YOUR INSTRUCTIONS → Rewrite the material below, replacing "Coordinates" with "Locations" and leaving everything else unchanged. Leave the pictures out of your version.

ROWS →
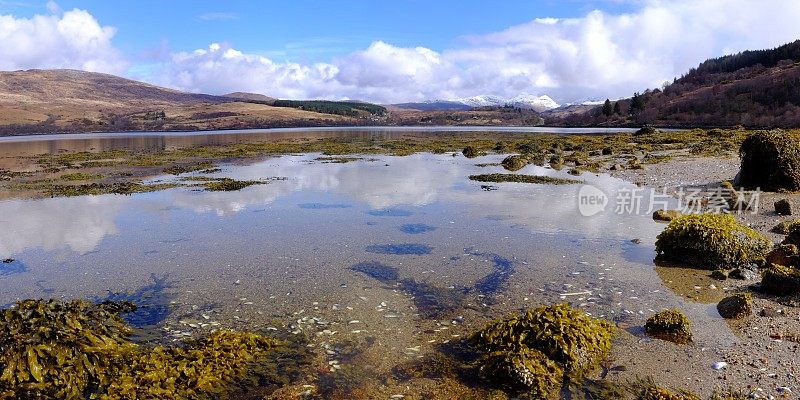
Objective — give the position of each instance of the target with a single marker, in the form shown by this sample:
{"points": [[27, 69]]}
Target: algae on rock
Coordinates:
{"points": [[711, 241], [78, 349], [574, 341], [670, 325]]}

THE COMPLETED TASK →
Objective — give the position of each instance of the target with a single marker, in the form shown by this sample:
{"points": [[27, 69]]}
Target: algae on rock
Locations:
{"points": [[711, 241], [78, 349], [574, 341], [670, 325]]}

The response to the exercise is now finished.